__Your goal__: What you return should be the complete data below, word for word, with no pictures in it.

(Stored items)

******************************

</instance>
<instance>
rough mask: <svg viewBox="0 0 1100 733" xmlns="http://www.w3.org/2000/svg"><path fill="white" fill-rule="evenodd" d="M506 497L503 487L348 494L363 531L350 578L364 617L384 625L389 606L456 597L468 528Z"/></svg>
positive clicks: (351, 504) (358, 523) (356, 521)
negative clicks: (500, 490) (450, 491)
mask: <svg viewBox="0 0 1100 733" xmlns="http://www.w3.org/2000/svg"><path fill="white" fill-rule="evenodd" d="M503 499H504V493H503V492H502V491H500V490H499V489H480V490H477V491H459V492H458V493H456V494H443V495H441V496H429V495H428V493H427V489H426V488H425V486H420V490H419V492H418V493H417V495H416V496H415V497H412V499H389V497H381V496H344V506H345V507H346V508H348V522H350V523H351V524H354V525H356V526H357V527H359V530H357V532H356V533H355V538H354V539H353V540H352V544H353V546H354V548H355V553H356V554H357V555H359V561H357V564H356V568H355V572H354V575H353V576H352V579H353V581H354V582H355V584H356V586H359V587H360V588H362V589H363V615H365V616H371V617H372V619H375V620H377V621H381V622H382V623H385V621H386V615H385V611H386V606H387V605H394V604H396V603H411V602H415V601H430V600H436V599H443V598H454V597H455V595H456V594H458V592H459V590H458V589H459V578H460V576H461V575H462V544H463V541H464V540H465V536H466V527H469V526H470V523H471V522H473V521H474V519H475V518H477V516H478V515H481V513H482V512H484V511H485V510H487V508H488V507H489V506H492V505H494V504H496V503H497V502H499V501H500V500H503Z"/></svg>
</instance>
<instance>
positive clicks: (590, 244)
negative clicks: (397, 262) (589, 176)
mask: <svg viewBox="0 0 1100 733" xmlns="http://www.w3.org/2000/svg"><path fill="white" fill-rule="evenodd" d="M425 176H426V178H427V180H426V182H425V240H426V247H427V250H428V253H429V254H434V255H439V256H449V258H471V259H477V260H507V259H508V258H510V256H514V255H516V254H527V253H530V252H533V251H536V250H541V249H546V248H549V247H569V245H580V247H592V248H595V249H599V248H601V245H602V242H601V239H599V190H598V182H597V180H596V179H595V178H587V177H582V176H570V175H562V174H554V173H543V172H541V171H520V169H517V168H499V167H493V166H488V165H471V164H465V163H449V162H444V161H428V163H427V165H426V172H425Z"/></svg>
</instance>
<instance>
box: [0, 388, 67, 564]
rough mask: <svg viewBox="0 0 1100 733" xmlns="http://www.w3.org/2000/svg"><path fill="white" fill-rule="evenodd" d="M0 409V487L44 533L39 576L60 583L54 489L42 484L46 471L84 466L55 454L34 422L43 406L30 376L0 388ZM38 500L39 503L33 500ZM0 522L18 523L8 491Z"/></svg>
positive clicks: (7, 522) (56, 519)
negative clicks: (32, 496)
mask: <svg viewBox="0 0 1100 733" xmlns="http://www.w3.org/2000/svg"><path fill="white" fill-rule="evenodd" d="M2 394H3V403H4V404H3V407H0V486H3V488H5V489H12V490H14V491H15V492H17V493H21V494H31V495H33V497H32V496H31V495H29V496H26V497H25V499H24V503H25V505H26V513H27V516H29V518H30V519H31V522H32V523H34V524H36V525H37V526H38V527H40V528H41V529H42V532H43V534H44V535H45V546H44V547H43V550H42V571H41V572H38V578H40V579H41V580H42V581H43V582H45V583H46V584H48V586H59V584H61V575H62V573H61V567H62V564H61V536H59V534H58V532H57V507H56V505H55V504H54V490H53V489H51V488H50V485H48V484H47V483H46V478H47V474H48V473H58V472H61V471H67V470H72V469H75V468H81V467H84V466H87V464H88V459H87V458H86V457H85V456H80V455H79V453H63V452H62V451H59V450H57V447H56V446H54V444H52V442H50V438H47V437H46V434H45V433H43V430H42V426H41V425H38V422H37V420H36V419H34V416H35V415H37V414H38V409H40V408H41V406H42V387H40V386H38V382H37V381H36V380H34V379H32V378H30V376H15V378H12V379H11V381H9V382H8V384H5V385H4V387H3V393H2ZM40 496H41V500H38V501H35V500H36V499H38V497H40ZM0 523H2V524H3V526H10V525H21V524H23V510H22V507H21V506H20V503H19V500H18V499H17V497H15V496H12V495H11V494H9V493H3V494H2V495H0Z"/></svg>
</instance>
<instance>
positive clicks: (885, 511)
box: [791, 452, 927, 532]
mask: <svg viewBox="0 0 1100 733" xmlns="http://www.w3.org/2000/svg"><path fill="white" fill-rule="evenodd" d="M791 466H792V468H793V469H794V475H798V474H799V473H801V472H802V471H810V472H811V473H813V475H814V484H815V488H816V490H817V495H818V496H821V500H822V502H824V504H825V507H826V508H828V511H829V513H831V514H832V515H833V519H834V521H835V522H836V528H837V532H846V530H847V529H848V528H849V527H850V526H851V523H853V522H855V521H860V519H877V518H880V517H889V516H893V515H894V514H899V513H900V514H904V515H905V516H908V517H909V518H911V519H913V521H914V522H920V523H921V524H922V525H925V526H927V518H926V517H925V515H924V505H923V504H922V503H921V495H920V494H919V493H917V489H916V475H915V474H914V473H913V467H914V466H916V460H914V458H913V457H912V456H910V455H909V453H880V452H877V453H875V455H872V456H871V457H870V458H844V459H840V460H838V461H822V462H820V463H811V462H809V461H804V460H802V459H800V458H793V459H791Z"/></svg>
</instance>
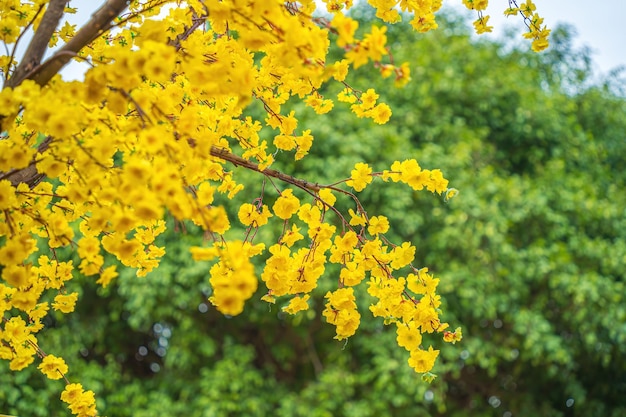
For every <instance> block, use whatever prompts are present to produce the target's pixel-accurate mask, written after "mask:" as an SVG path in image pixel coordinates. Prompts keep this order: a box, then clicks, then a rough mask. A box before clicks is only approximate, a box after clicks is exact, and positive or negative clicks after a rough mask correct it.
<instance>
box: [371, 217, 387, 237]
mask: <svg viewBox="0 0 626 417" xmlns="http://www.w3.org/2000/svg"><path fill="white" fill-rule="evenodd" d="M388 230H389V220H387V218H386V217H385V216H373V217H372V218H370V225H369V227H368V228H367V231H368V232H370V234H371V235H374V236H376V235H378V234H380V233H387V231H388Z"/></svg>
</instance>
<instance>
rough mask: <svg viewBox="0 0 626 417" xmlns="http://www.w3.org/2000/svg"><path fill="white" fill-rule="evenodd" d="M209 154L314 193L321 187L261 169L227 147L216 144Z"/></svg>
mask: <svg viewBox="0 0 626 417" xmlns="http://www.w3.org/2000/svg"><path fill="white" fill-rule="evenodd" d="M211 155H213V156H215V157H217V158H220V159H223V160H225V161H228V162H231V163H232V164H234V165H236V166H242V167H244V168H247V169H249V170H251V171H256V172H260V173H261V174H263V175H267V176H268V177H273V178H278V179H279V180H281V181H284V182H286V183H289V184H292V185H295V186H296V187H298V188H302V189H304V190H309V191H312V192H314V193H317V192H319V191H320V190H321V189H322V188H323V187H322V186H321V185H319V184H317V183H312V182H309V181H306V180H301V179H299V178H296V177H292V176H291V175H287V174H283V173H282V172H280V171H276V170H275V169H270V168H266V169H264V170H261V169H260V168H259V166H258V165H257V164H255V163H254V162H250V161H248V160H246V159H243V158H242V157H240V156H237V155H234V154H232V153H230V152H229V151H228V149H225V148H220V147H218V146H211Z"/></svg>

******************************

__Output for this task__:
</instance>
<instance>
rough mask: <svg viewBox="0 0 1100 733" xmlns="http://www.w3.org/2000/svg"><path fill="white" fill-rule="evenodd" d="M506 497L503 487L348 494L363 531L350 578L364 617L384 625L389 606L456 597L468 528Z"/></svg>
positive clicks: (351, 504) (358, 523) (356, 521)
negative clicks: (500, 490) (450, 491)
mask: <svg viewBox="0 0 1100 733" xmlns="http://www.w3.org/2000/svg"><path fill="white" fill-rule="evenodd" d="M503 499H504V493H503V492H502V491H500V490H499V489H480V490H477V491H459V492H458V493H456V494H443V495H441V496H429V495H428V493H427V489H426V488H425V486H420V490H419V492H418V493H417V495H416V496H415V497H412V499H389V497H381V496H344V506H345V507H346V508H348V522H350V523H351V524H354V525H356V526H357V527H359V530H357V532H356V533H355V538H354V539H353V540H352V544H353V546H354V548H355V553H356V554H357V555H359V561H357V564H356V568H355V572H354V575H353V576H352V579H353V581H354V582H355V584H356V586H359V587H360V588H362V589H363V615H365V616H371V617H372V619H375V620H377V621H381V622H382V623H385V621H386V615H385V611H386V606H387V605H394V604H396V603H411V602H415V601H430V600H436V599H443V598H454V597H455V595H456V594H458V592H459V590H458V589H459V578H460V576H461V575H462V544H463V541H464V540H465V536H466V527H469V526H470V523H471V522H473V521H474V519H475V518H477V516H478V515H481V513H482V512H484V511H485V510H487V508H488V507H489V506H492V505H494V504H496V503H497V502H499V501H500V500H503Z"/></svg>
</instance>
<instance>
positive clicks: (590, 244)
negative clicks: (397, 262) (589, 176)
mask: <svg viewBox="0 0 1100 733" xmlns="http://www.w3.org/2000/svg"><path fill="white" fill-rule="evenodd" d="M425 176H426V178H427V180H426V182H425V240H426V247H427V250H428V253H429V254H434V255H439V256H449V258H471V259H477V260H507V259H508V258H510V256H514V255H516V254H527V253H530V252H533V251H536V250H541V249H546V248H549V247H569V245H580V247H592V248H595V249H599V248H601V245H602V242H601V239H599V190H598V182H597V180H596V179H595V178H587V177H582V176H570V175H562V174H554V173H543V172H541V171H520V169H517V168H499V167H493V166H488V165H471V164H465V163H449V162H444V161H428V163H427V165H426V172H425Z"/></svg>
</instance>
<instance>
box: [0, 388, 67, 564]
rough mask: <svg viewBox="0 0 1100 733" xmlns="http://www.w3.org/2000/svg"><path fill="white" fill-rule="evenodd" d="M0 409V487L44 533L39 576L60 583L54 489L42 484L46 471L84 466L55 454L34 422L43 406L30 376L0 388ZM38 500L39 503L33 500ZM0 522L18 523L8 491Z"/></svg>
positive clicks: (7, 522) (56, 519)
negative clicks: (32, 496)
mask: <svg viewBox="0 0 1100 733" xmlns="http://www.w3.org/2000/svg"><path fill="white" fill-rule="evenodd" d="M2 394H3V403H4V404H3V407H0V486H3V488H5V489H12V490H14V491H15V492H17V493H21V494H31V495H33V497H32V496H31V495H29V496H26V497H25V499H24V503H25V505H26V513H27V516H29V518H30V519H31V522H32V523H34V524H36V525H37V526H38V527H40V528H41V529H42V532H43V534H44V535H45V546H44V547H43V550H42V571H41V572H38V578H40V579H41V580H42V581H43V582H45V583H46V584H48V586H59V584H61V575H62V573H61V567H62V564H61V536H59V534H58V532H57V507H56V505H55V504H54V490H53V489H51V488H50V485H48V484H47V483H46V478H47V474H48V473H58V472H61V471H67V470H72V469H75V468H81V467H84V466H87V464H88V459H87V458H86V457H85V456H80V455H79V453H63V452H62V451H59V450H57V447H56V446H54V444H52V442H50V438H47V437H46V434H45V433H43V430H42V426H41V425H38V422H37V420H36V419H34V416H35V415H37V414H38V409H40V408H41V406H42V387H40V386H38V382H37V381H36V380H34V379H32V378H30V376H15V378H12V379H11V381H9V382H8V384H5V385H4V387H3V393H2ZM40 496H41V500H38V501H35V500H36V499H38V497H40ZM0 523H2V524H3V526H10V525H21V524H23V510H22V507H21V506H20V503H19V500H18V499H17V497H15V496H12V495H11V494H9V493H3V494H2V495H0Z"/></svg>
</instance>
<instance>
positive clicks: (885, 511)
box: [791, 452, 927, 532]
mask: <svg viewBox="0 0 1100 733" xmlns="http://www.w3.org/2000/svg"><path fill="white" fill-rule="evenodd" d="M791 466H792V468H793V469H794V475H798V474H799V473H801V472H802V471H810V472H811V473H813V475H814V484H815V488H816V490H817V495H818V496H821V500H822V502H824V504H825V507H826V508H828V511H829V513H831V514H832V515H833V519H834V521H835V522H836V528H837V532H846V530H847V529H848V528H849V527H850V526H851V523H853V522H855V521H860V519H877V518H880V517H889V516H893V515H894V514H899V513H900V514H904V515H905V516H908V517H909V518H911V519H913V521H914V522H920V523H921V524H922V525H925V526H927V518H926V517H925V515H924V505H923V504H922V503H921V495H920V494H919V493H917V489H916V475H915V474H914V473H913V467H914V466H916V460H914V458H913V457H912V456H910V455H909V453H880V452H877V453H875V455H872V456H871V457H870V458H844V459H840V460H838V461H822V462H820V463H811V462H809V461H804V460H802V459H800V458H793V459H791Z"/></svg>
</instance>
For every <instance> block, use whatever prompts are present to produce the target's pixel-accurate mask, written after "mask:" as an SVG path in image pixel coordinates. Prompts keep this order: a box, then clicks, then a rough mask. A box before clicks is only approximate, a box after clicks is exact, and positive or negative clicks after a rough mask correct it.
<instance>
box: [371, 217, 387, 237]
mask: <svg viewBox="0 0 626 417" xmlns="http://www.w3.org/2000/svg"><path fill="white" fill-rule="evenodd" d="M388 230H389V220H387V218H386V217H385V216H373V217H372V218H370V225H369V227H368V228H367V231H368V232H370V234H371V235H374V236H376V235H378V234H380V233H387V231H388Z"/></svg>
</instance>
<instance>
rough mask: <svg viewBox="0 0 626 417" xmlns="http://www.w3.org/2000/svg"><path fill="white" fill-rule="evenodd" d="M209 154L314 193L321 187L261 169L227 147L216 144Z"/></svg>
mask: <svg viewBox="0 0 626 417" xmlns="http://www.w3.org/2000/svg"><path fill="white" fill-rule="evenodd" d="M211 155H213V156H215V157H217V158H220V159H223V160H225V161H228V162H231V163H232V164H234V165H236V166H242V167H244V168H247V169H249V170H251V171H256V172H260V173H261V174H263V175H267V176H268V177H273V178H278V179H279V180H281V181H284V182H286V183H289V184H292V185H295V186H296V187H298V188H302V189H304V190H309V191H312V192H314V193H317V192H319V191H320V190H321V189H322V188H323V187H322V186H321V185H319V184H317V183H312V182H309V181H306V180H301V179H299V178H296V177H292V176H291V175H287V174H283V173H282V172H280V171H276V170H275V169H270V168H266V169H264V170H261V169H260V168H259V166H258V165H257V164H255V163H254V162H250V161H248V160H246V159H243V158H242V157H240V156H237V155H234V154H232V153H230V152H229V151H228V149H225V148H220V147H218V146H211Z"/></svg>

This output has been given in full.